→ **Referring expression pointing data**

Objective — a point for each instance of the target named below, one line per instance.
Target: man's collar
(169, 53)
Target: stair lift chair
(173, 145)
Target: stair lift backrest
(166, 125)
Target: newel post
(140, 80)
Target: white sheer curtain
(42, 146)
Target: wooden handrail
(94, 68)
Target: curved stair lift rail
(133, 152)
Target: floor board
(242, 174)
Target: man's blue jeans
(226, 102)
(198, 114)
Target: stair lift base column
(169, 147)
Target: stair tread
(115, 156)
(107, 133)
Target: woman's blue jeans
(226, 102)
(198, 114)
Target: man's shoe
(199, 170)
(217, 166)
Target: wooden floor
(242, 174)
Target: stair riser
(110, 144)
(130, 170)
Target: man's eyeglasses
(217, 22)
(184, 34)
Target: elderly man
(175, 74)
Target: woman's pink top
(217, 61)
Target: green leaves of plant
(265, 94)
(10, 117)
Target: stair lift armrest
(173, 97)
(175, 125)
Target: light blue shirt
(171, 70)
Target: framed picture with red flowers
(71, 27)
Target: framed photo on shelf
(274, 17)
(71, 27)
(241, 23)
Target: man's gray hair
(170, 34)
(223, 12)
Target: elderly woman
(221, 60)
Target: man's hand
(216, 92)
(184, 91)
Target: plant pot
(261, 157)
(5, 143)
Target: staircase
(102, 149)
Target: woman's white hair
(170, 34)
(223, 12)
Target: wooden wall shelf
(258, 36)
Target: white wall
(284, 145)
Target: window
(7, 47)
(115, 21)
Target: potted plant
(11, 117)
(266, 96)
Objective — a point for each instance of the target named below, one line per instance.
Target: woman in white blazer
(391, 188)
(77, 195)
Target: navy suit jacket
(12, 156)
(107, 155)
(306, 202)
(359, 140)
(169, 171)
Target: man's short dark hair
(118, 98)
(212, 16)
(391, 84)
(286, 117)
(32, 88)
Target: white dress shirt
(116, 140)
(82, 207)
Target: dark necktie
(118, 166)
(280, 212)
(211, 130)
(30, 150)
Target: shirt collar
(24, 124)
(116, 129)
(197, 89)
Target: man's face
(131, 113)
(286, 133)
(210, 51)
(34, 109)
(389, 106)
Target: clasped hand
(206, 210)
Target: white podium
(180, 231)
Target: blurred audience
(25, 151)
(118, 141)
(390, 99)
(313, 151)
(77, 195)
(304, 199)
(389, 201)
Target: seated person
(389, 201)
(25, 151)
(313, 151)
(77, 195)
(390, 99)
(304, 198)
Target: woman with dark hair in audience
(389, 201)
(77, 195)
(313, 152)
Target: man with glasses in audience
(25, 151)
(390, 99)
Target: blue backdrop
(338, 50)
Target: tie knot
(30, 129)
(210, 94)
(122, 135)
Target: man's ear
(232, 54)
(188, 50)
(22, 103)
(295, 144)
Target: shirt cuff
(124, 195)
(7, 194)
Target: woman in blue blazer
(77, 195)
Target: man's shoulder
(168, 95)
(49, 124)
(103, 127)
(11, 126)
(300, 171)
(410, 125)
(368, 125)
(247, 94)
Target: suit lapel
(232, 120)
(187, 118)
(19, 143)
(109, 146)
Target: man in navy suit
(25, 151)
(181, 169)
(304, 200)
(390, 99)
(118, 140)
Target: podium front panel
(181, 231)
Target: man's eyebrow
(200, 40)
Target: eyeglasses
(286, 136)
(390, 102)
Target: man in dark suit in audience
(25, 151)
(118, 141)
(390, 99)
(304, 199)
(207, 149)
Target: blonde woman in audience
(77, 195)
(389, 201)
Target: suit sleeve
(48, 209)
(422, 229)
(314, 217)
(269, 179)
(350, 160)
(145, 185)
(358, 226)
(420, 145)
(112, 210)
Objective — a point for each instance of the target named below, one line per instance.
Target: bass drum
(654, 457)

→ **EXERCISE DETAILS**
Repeat the lines above exactly.

→ **ANSWER FOR THE TASK**
Objective — a point for each instance of the target named below, one line per instance.
Target: man's collar
(169, 53)
Target: stair lift chair
(173, 145)
Target: stair lift backrest
(166, 125)
Target: newel post
(140, 80)
Target: white sheer curtain
(42, 146)
Target: wooden handrail
(94, 68)
Target: curved stair lift rail
(133, 152)
Target: floor board
(242, 174)
Target: man's blue jeans
(226, 102)
(198, 114)
Target: stair lift base column
(169, 147)
Target: stair tread
(115, 156)
(107, 133)
Target: woman's blue jeans
(226, 102)
(198, 114)
Target: man's shoe
(199, 170)
(217, 166)
Target: wooden floor
(242, 174)
Target: stair riser
(110, 144)
(130, 170)
Target: man's eyeglasses
(217, 22)
(184, 34)
Target: elderly man
(175, 74)
Target: woman's pink top
(217, 61)
Target: green leaves of plant
(265, 94)
(10, 117)
Target: stair lift armrest
(173, 97)
(175, 125)
Target: light blue shirt
(171, 70)
Target: framed picture with red flowers
(71, 27)
Target: framed photo on shelf
(274, 17)
(71, 27)
(241, 23)
Target: man's gray hair
(170, 34)
(223, 12)
Target: elderly woman
(221, 60)
Target: man's hand
(216, 92)
(184, 91)
Target: plant pot
(261, 157)
(5, 143)
Target: staircase
(102, 149)
Target: woman's white hair
(170, 34)
(223, 12)
Target: wooden wall shelf
(258, 36)
Target: white wall
(284, 145)
Target: window
(7, 47)
(115, 21)
Target: potted plant
(11, 117)
(266, 96)
Objective — a point for each instance of the target named below, one line per instance.
Target: woman in white blazer
(391, 188)
(77, 195)
Target: navy suit jacket
(12, 156)
(107, 155)
(306, 202)
(359, 140)
(169, 171)
Target: man's short dark hair
(118, 98)
(212, 16)
(391, 84)
(286, 117)
(32, 88)
Target: white dress shirt
(116, 140)
(82, 207)
Target: dark necktie
(118, 166)
(280, 212)
(211, 130)
(30, 150)
Target: shirt collar
(24, 124)
(116, 129)
(197, 89)
Target: man's face
(131, 113)
(286, 133)
(210, 51)
(34, 109)
(389, 106)
Target: clasped hand
(206, 210)
Target: white podium
(180, 231)
Target: blurred audience
(25, 151)
(118, 141)
(390, 99)
(313, 151)
(77, 195)
(304, 199)
(389, 201)
Target: seated person
(389, 201)
(25, 151)
(313, 151)
(77, 195)
(390, 99)
(304, 198)
Target: woman with dark hair in audience
(389, 201)
(77, 195)
(313, 152)
Target: man with glasses in audience
(25, 151)
(390, 99)
Target: blue backdrop
(338, 50)
Target: tie knot
(30, 129)
(210, 94)
(122, 135)
Target: man's ear
(232, 54)
(188, 50)
(22, 103)
(295, 144)
Target: shirt cuff
(124, 195)
(7, 194)
Target: woman in blue blazer
(77, 195)
Target: man's shoulder
(168, 95)
(49, 124)
(103, 127)
(11, 126)
(300, 171)
(410, 125)
(368, 125)
(247, 94)
Target: suit lapel
(232, 120)
(187, 118)
(19, 143)
(109, 146)
Target: man in navy suit
(25, 151)
(181, 169)
(304, 200)
(390, 99)
(118, 140)
Target: podium front panel
(181, 231)
Target: man's eyebrow
(200, 40)
Target: eyeglasses
(286, 136)
(390, 102)
Target: man in dark suit in audience
(25, 151)
(118, 141)
(390, 99)
(304, 199)
(207, 149)
Target: blonde woman in audience
(77, 195)
(389, 201)
Target: suit sleeve
(48, 209)
(422, 229)
(314, 217)
(269, 179)
(350, 160)
(145, 185)
(358, 226)
(420, 145)
(112, 210)
Objective — a point for each instance of the target named below, one line per instance.
Target: bass drum
(654, 457)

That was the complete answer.